_Input for this task_
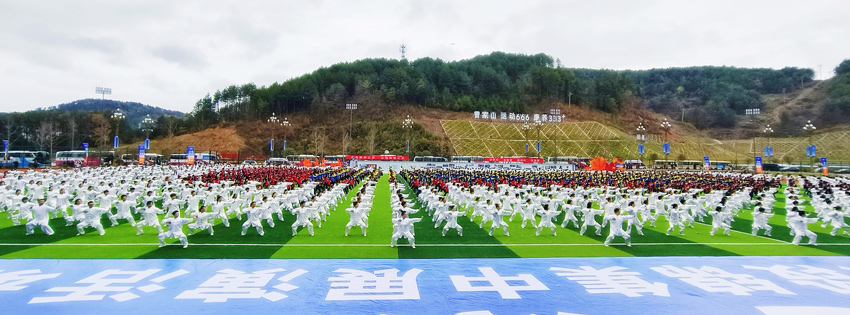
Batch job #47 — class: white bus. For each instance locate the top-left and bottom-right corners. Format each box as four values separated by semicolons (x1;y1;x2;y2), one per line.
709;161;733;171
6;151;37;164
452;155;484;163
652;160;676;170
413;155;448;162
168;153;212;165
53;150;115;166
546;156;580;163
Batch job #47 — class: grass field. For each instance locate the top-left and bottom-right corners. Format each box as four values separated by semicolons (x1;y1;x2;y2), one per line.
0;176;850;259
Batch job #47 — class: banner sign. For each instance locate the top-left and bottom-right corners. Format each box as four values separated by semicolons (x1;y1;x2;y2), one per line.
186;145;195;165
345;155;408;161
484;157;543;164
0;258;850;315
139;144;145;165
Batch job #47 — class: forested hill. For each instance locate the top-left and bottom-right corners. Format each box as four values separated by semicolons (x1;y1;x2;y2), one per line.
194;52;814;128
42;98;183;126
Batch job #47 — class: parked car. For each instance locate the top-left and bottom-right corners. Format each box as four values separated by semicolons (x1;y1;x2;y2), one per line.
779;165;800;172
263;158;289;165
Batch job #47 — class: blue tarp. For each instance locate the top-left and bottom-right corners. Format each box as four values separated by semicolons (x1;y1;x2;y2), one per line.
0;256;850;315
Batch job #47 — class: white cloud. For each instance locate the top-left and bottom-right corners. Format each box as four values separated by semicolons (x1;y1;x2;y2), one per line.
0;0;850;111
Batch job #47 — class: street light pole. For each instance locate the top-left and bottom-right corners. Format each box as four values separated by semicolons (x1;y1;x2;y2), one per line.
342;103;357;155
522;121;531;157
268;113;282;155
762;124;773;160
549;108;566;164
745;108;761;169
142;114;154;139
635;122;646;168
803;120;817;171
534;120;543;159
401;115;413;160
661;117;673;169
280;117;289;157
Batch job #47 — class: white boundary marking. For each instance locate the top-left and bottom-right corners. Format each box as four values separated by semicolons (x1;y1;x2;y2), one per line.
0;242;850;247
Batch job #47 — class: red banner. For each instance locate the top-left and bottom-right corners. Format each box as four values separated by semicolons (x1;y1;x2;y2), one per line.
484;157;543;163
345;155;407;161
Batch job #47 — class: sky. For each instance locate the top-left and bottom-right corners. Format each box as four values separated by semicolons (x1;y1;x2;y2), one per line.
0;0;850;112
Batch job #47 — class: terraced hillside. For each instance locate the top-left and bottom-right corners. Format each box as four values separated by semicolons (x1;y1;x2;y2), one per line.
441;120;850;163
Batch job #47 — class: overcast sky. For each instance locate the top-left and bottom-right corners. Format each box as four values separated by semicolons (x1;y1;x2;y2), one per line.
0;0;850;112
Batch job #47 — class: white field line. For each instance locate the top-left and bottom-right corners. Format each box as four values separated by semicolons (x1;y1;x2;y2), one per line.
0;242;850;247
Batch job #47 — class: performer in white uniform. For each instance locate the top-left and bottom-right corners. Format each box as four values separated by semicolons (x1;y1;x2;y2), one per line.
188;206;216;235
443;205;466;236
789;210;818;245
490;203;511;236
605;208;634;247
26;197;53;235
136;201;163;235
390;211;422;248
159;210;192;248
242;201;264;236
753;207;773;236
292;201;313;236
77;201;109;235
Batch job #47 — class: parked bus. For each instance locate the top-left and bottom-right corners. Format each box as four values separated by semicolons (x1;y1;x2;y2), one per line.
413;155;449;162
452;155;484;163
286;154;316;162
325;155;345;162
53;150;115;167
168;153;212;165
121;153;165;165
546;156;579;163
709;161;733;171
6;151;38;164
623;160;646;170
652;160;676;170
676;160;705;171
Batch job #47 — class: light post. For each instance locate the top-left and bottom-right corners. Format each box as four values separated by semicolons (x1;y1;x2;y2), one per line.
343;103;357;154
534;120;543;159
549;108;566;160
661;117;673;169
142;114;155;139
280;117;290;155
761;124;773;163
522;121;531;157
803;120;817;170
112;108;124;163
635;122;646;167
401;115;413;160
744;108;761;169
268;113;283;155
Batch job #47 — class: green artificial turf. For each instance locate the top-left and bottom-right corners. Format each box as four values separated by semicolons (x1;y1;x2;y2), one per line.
--
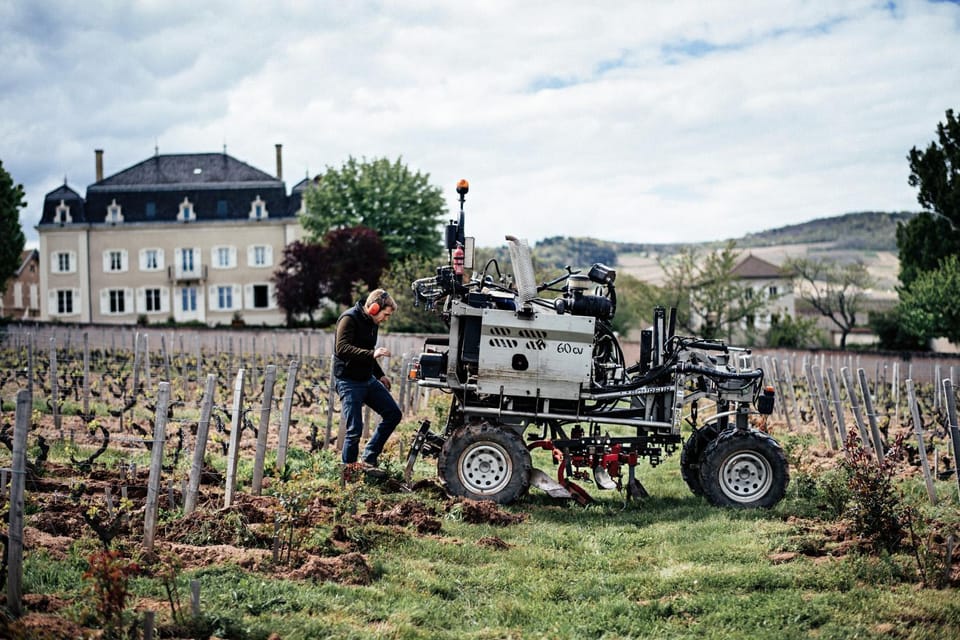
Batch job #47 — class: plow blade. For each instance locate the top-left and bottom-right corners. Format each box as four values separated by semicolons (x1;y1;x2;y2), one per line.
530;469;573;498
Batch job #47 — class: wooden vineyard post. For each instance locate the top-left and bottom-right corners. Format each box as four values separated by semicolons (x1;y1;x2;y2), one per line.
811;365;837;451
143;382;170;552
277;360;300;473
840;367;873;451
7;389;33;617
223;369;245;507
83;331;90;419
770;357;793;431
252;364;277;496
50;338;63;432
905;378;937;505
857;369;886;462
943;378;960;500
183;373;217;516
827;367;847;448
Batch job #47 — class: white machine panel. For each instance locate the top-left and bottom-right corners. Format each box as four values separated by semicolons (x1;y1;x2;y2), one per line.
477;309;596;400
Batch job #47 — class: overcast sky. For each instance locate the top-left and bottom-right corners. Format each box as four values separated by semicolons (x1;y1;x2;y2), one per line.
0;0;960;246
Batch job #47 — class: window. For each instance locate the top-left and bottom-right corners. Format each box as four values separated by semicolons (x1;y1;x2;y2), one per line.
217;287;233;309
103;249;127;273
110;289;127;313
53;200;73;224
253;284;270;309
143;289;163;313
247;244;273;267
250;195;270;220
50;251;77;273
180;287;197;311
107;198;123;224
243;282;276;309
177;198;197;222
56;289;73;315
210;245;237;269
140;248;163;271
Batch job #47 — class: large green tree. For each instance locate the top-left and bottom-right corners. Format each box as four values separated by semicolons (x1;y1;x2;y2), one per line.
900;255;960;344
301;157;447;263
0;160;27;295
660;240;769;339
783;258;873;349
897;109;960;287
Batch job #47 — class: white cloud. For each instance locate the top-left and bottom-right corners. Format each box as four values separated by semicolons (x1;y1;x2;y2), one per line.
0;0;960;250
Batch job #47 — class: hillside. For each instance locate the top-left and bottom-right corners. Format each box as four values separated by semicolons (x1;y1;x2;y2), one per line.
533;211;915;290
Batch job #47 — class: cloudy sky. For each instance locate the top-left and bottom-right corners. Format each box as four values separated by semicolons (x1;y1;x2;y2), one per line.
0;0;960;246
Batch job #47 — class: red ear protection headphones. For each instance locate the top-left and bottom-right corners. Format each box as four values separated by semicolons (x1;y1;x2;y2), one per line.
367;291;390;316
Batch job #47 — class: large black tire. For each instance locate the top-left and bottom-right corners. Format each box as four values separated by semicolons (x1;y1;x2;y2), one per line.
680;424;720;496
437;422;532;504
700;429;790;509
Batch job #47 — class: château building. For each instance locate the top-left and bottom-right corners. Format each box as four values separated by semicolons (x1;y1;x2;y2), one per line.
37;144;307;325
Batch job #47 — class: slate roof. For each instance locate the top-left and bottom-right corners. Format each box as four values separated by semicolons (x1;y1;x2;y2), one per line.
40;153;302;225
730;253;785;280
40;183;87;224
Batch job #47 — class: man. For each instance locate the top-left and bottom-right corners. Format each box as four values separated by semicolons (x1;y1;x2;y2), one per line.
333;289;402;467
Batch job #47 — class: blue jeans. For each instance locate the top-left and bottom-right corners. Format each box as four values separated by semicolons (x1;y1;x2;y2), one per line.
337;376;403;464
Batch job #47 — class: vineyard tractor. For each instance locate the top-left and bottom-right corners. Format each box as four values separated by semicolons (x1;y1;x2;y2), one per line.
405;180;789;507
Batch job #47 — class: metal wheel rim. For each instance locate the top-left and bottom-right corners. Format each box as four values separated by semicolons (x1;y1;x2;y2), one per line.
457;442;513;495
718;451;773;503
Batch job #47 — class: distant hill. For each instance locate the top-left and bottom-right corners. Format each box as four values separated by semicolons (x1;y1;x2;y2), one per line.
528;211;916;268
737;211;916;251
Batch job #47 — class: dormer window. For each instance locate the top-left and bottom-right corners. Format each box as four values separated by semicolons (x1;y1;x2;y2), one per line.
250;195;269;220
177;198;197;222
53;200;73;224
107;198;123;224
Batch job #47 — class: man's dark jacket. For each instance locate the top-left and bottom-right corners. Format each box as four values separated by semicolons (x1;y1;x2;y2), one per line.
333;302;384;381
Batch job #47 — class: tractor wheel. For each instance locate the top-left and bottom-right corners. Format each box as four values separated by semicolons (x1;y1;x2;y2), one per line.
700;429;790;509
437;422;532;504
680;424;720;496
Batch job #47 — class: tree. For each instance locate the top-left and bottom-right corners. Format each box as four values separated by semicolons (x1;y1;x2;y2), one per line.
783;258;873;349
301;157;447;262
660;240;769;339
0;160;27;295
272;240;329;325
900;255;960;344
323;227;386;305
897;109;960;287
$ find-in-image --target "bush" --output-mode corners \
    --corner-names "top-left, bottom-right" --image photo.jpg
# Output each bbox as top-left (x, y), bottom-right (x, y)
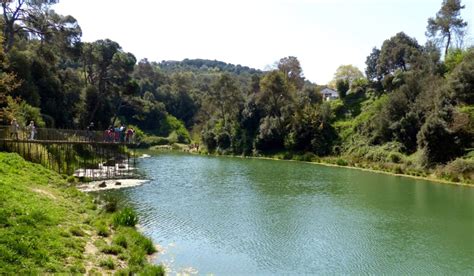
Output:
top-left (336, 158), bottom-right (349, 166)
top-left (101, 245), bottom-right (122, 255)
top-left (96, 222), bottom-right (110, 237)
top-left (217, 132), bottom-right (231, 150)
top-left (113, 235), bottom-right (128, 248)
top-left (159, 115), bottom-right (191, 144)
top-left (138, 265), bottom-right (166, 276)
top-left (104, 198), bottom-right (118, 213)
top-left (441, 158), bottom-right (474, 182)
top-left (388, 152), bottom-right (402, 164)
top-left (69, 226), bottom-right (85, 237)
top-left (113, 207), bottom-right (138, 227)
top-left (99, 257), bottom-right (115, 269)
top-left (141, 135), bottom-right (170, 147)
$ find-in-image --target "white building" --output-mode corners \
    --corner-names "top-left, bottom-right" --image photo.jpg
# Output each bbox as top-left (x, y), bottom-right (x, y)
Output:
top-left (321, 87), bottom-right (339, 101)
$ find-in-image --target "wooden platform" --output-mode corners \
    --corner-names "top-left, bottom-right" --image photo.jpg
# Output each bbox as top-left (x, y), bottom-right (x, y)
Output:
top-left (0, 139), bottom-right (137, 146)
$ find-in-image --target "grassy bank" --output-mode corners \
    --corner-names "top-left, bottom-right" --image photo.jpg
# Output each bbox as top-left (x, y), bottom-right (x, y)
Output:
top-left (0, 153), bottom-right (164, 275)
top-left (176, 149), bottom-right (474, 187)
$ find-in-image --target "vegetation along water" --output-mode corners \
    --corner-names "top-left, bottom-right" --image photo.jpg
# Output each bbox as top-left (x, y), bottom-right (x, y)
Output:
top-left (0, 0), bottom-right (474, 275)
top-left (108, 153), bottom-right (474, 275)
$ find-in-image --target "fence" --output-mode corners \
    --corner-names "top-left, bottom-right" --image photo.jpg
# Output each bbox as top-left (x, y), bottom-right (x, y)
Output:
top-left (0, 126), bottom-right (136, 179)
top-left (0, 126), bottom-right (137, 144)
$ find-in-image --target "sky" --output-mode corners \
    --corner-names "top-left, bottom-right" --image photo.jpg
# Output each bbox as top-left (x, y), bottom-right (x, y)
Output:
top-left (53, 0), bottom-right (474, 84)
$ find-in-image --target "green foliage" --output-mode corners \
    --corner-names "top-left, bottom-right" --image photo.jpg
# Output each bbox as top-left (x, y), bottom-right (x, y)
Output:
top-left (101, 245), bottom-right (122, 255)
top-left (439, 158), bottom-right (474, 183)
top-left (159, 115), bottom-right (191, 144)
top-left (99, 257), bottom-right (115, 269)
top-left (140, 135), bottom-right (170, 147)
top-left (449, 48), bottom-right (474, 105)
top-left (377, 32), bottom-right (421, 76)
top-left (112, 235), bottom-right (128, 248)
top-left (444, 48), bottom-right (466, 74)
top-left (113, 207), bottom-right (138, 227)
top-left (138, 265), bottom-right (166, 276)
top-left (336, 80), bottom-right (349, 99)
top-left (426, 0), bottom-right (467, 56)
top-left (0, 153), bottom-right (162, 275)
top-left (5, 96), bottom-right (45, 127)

_Task details_
Collect each line of the material that contains the word "building" and copy it out in full.

_Full output_
Batch job #47 — class: château building. For each instance locate the top-left and bottom-right corners. Format each box as four values separated by semicolons (x1;y1;x2;y2), one per line.
$ find-in-image --target "white building" --output-mode corners \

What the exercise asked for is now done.